▶ [Written instruction a]
In the spoiler-removal thread, why does the first reply say the trunk would need its holes filled and repainted?

▶ [Article]
■ ■ ■ ■

# Spoiler Mute/delete?



## ezchronic (Mar 18, 2007)

Can someone help me? I want to get the hardware to remove my spoiler. What dose it take? Bodywork? Paint? PLEASE HELP!!


----------



## EEZ GOAT (Jul 9, 2005)

stock on has 4 bolts maybe. then you would have to get the holes filled and paint the trunk. or you can try and color macth for plugs


----------



## ezchronic (Mar 18, 2007)

EEZ GOAT said:


> stock on has 4 bolts maybe. then you would have to get the holes filled and paint the trunk. or you can try and color macth for plugs


thanks brother...Anyone no where to get the plugs? im going to autozone right now to see if they have anything, but anywhere else?


----------



## GTO JUDGE (May 14, 2005)

I believe others said they found plugs at Lowes


----------



## ezchronic (Mar 18, 2007)




----------



## Tacmedic (Feb 24, 2006)

■ ■ ■ ■

▶ [Items]
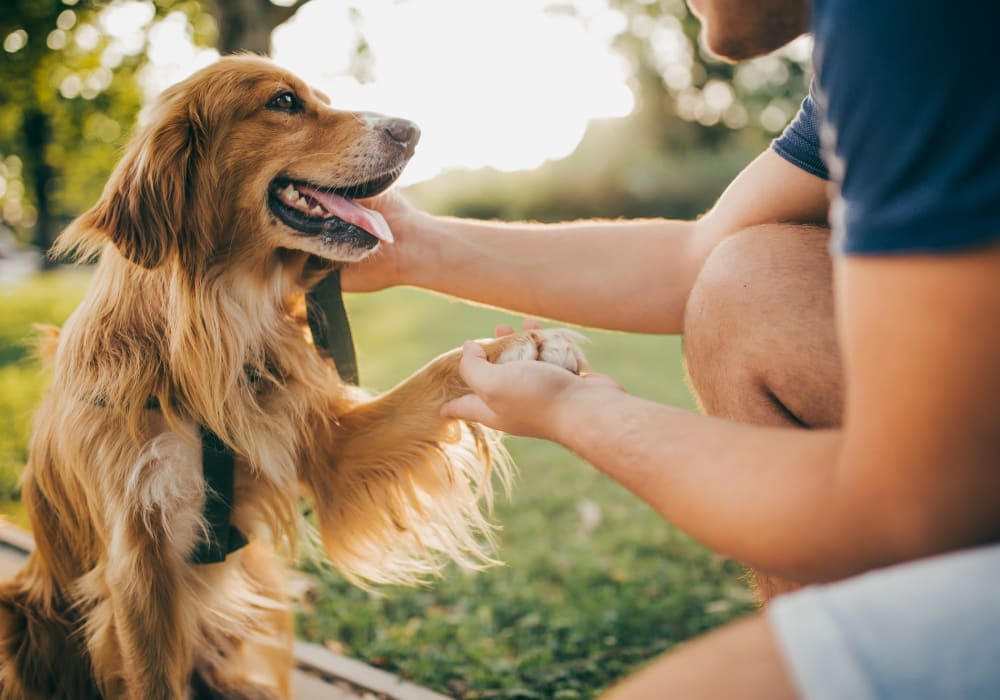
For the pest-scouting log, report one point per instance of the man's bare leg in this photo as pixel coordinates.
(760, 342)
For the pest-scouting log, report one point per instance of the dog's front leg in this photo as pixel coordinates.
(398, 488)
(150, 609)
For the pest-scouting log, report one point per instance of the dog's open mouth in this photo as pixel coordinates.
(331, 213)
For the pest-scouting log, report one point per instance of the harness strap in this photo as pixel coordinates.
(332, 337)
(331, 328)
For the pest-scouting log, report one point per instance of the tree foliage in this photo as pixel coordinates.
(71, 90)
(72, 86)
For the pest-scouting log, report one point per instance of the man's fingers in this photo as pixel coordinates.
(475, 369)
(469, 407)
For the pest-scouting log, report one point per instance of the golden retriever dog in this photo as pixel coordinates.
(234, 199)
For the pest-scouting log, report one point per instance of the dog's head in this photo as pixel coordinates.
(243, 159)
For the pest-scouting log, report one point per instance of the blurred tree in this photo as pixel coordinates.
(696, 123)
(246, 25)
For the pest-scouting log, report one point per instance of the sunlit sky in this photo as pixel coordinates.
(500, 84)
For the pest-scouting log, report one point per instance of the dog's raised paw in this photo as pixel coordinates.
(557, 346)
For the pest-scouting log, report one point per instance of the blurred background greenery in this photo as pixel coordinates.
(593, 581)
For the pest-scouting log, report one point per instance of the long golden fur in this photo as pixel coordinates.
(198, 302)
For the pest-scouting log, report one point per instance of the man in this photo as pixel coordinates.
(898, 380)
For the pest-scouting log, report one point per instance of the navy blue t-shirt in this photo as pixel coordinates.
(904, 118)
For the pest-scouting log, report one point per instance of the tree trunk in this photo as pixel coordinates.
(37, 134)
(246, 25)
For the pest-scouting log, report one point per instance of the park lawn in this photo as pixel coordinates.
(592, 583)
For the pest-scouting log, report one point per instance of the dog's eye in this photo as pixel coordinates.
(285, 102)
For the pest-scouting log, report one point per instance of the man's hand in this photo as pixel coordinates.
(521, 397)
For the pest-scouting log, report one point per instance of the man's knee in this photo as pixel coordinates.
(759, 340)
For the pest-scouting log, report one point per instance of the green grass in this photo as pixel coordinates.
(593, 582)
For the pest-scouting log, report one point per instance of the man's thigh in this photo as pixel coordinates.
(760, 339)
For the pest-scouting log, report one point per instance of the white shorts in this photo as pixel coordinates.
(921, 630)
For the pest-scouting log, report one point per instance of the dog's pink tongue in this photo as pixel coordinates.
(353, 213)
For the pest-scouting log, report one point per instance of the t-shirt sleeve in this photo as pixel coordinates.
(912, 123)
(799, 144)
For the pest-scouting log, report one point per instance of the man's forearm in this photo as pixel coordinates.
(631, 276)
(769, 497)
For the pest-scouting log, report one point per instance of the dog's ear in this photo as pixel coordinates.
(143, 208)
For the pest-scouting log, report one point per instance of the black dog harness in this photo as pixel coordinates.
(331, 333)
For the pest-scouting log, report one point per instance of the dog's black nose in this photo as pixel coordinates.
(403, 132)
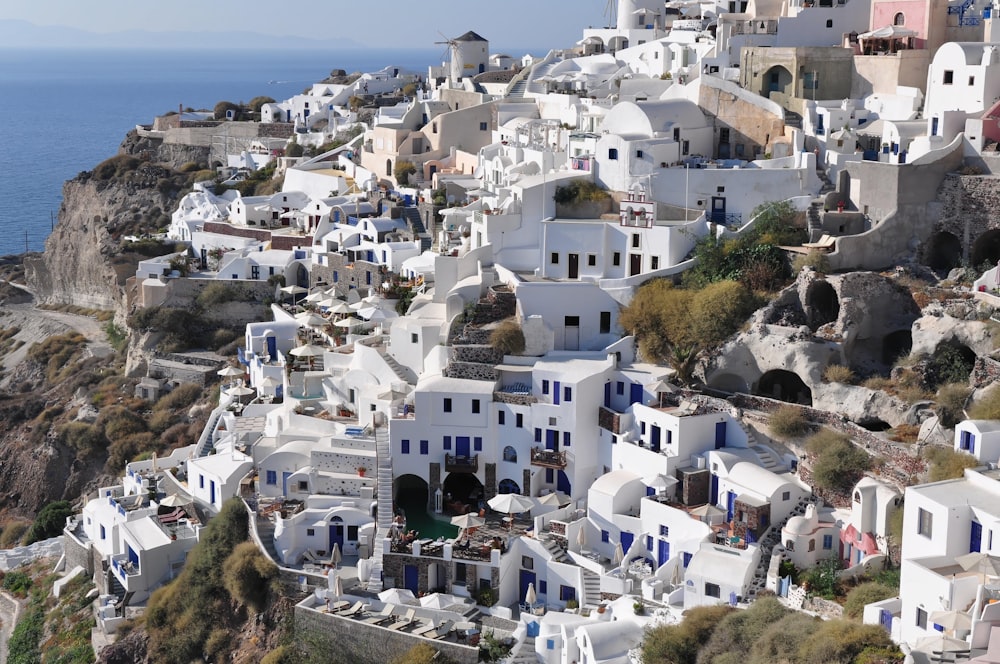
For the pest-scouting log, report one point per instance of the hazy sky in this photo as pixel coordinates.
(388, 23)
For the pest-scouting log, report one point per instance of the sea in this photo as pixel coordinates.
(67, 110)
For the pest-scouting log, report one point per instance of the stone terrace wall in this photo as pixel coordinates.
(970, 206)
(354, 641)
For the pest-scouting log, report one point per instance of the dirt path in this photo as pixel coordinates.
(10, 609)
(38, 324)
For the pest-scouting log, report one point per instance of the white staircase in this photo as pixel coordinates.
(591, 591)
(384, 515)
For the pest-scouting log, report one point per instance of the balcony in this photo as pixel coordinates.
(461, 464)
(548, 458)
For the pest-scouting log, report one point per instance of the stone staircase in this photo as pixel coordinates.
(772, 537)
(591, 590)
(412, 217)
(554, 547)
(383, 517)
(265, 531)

■ ■ ■ ■

▶ [Written instruction b]
Copy the rows word for word, starting at the line that contains "balcony in this photo as pixel coordinates." and ending at the last of the rows.

▶ [Correct output a]
The reply says the stock spoiler is probably held on by four bolts, so taking it off leaves holes in the trunk. Those holes would need to be filled and the trunk painted. The reply's alternative is to cover them with color-matched plugs.

▶ [Correct output b]
For the pest-scouting log, report one point per instance of the balcony in this photo as pixel coordinates.
(461, 464)
(548, 458)
For the pest-scouting log, report one point per instance of the stone staircase in this photo as pixel coordinates.
(772, 537)
(591, 590)
(412, 217)
(554, 547)
(383, 517)
(265, 531)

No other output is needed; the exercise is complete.